───── Records for the task ─────

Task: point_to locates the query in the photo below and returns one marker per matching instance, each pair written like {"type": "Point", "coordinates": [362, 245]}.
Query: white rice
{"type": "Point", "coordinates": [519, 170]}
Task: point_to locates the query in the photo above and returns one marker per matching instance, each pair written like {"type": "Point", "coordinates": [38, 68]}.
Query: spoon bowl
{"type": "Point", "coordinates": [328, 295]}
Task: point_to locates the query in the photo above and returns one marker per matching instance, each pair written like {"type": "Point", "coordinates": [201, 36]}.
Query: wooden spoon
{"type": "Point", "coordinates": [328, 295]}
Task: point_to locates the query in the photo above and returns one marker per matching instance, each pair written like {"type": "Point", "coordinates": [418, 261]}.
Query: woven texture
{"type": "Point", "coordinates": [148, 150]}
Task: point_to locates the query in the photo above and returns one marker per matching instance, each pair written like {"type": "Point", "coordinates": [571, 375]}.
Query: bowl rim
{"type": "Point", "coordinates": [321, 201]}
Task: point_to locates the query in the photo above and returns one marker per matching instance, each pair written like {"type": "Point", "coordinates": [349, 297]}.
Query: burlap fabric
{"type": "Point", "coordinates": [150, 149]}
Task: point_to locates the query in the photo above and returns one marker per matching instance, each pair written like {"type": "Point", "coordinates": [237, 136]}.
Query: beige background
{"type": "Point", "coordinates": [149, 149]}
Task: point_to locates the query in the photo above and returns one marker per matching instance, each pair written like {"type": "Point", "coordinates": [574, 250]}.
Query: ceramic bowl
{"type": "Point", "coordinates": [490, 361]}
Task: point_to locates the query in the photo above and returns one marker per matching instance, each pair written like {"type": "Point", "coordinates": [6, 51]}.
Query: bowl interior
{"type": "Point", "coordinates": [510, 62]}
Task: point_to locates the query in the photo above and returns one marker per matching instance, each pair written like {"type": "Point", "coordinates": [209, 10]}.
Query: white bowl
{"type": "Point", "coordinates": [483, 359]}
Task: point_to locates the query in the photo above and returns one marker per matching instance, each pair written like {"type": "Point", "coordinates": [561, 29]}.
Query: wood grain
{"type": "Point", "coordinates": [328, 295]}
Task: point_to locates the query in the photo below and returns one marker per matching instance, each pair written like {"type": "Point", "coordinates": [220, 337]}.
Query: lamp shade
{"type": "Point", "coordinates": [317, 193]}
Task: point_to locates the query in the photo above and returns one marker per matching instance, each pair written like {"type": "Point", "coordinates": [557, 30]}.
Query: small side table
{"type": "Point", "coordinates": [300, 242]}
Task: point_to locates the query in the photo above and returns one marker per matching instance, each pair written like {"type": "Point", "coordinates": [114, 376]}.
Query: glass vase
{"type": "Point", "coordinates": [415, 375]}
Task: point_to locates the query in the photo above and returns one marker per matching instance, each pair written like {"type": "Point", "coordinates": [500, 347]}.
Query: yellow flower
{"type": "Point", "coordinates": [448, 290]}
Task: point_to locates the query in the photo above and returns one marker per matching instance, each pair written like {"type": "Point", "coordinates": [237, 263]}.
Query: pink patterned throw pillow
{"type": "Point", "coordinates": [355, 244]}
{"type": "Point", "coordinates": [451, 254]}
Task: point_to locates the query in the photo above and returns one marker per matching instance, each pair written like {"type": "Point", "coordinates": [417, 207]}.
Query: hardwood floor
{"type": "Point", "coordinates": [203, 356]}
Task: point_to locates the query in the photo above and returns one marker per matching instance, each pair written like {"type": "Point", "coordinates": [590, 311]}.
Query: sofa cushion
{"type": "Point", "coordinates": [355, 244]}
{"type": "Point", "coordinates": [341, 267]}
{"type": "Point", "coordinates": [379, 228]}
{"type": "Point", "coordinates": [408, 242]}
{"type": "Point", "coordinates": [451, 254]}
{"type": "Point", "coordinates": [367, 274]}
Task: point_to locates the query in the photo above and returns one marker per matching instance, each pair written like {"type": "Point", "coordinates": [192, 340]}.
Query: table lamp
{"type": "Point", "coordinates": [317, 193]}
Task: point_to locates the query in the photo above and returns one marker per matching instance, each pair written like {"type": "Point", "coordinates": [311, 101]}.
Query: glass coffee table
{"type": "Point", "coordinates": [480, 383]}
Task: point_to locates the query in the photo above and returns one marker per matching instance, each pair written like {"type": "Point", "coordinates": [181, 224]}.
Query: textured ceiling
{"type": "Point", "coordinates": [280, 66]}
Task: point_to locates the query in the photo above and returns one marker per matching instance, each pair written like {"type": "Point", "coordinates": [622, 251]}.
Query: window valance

─────

Assignment: Transcribe the full set of records precisely.

Task output:
Task: point_to locates the query in the photo below and returns one marker per matching instance, each pair written like {"type": "Point", "coordinates": [362, 245]}.
Query: white rice
{"type": "Point", "coordinates": [519, 170]}
Task: point_to locates the query in the photo above and returns one marker per matching instance, each pair written like {"type": "Point", "coordinates": [38, 68]}.
Query: spoon bowl
{"type": "Point", "coordinates": [328, 295]}
Task: point_to locates the query in the photo above and returns one marker per matching instance, each pair written like {"type": "Point", "coordinates": [201, 36]}.
Query: wooden spoon
{"type": "Point", "coordinates": [328, 295]}
Task: point_to locates the query in the photo above and returns one marker per matching instance, each pair written like {"type": "Point", "coordinates": [418, 261]}.
Query: woven texture
{"type": "Point", "coordinates": [148, 150]}
Task: point_to locates the query in the photo above and returns one marker per matching instance, each pair written like {"type": "Point", "coordinates": [571, 375]}.
Query: bowl rim
{"type": "Point", "coordinates": [321, 201]}
Task: point_to locates the query in the photo above and returns one marker per matching instance, each pair written like {"type": "Point", "coordinates": [349, 297]}.
Query: burlap fabric
{"type": "Point", "coordinates": [150, 149]}
Task: point_to locates the query in the photo above and returns one marker per matching instance, each pair written like {"type": "Point", "coordinates": [237, 136]}.
Query: beige background
{"type": "Point", "coordinates": [149, 149]}
Task: point_to locates the query in the photo above and returns one marker per matching instance, each pair written like {"type": "Point", "coordinates": [574, 250]}.
Query: ceramic bowl
{"type": "Point", "coordinates": [490, 361]}
Task: point_to locates the query in the photo above and returns one marker per matching instance, each pair written like {"type": "Point", "coordinates": [6, 51]}.
Query: bowl interior
{"type": "Point", "coordinates": [510, 62]}
Task: point_to locates the query in the photo above and returns one marker per matching instance, each pair written like {"type": "Point", "coordinates": [209, 10]}.
Query: white bowl
{"type": "Point", "coordinates": [483, 359]}
Task: point_to locates the query in the photo above and returns one marker per matching instance, each pair written like {"type": "Point", "coordinates": [561, 29]}.
Query: wood grain
{"type": "Point", "coordinates": [328, 295]}
Task: point_to locates the query in the photo below and returns one marker per matching instance, each pair written like {"type": "Point", "coordinates": [220, 337]}.
Query: lamp shade
{"type": "Point", "coordinates": [317, 193]}
Task: point_to locates the query in the photo above and returns one marker per matching instance, each pair written like {"type": "Point", "coordinates": [557, 30]}.
Query: small side table
{"type": "Point", "coordinates": [300, 242]}
Task: point_to locates the query in the photo above and returns one marker per matching instance, each pair written like {"type": "Point", "coordinates": [114, 376]}.
Query: glass vase
{"type": "Point", "coordinates": [415, 375]}
Task: point_to locates the query in the photo above and returns one marker per matching instance, each pair written like {"type": "Point", "coordinates": [500, 347]}.
Query: yellow flower
{"type": "Point", "coordinates": [448, 290]}
Task: point_to locates the query in the photo above and returns one marker per matching instance, each pair written like {"type": "Point", "coordinates": [237, 263]}.
Query: pink patterned throw pillow
{"type": "Point", "coordinates": [355, 244]}
{"type": "Point", "coordinates": [451, 254]}
Task: point_to locates the query in the photo above and returns one marker per matching instance, each pair written like {"type": "Point", "coordinates": [417, 207]}.
Query: hardwood floor
{"type": "Point", "coordinates": [203, 356]}
Task: point_to locates the query in the photo above and returns one marker per matching instance, each pair written like {"type": "Point", "coordinates": [590, 311]}.
Query: sofa cushion
{"type": "Point", "coordinates": [355, 244]}
{"type": "Point", "coordinates": [341, 267]}
{"type": "Point", "coordinates": [379, 228]}
{"type": "Point", "coordinates": [408, 242]}
{"type": "Point", "coordinates": [451, 254]}
{"type": "Point", "coordinates": [367, 274]}
Task: point_to locates the query in the photo above and returns one marker per matching instance, each pair written like {"type": "Point", "coordinates": [192, 340]}.
Query: table lamp
{"type": "Point", "coordinates": [317, 193]}
Task: point_to locates the query in the photo above and returns one marker per matching instance, each pair written like {"type": "Point", "coordinates": [311, 101]}.
Query: glass coffee table
{"type": "Point", "coordinates": [480, 383]}
Task: point_to locates the query in the photo above and returns one marker per matching instance, each pair written like {"type": "Point", "coordinates": [181, 224]}.
Query: textured ceiling
{"type": "Point", "coordinates": [280, 66]}
Task: point_to locates the query in the photo above and returns one marker per matching instance, each pair written like {"type": "Point", "coordinates": [622, 251]}.
Query: window valance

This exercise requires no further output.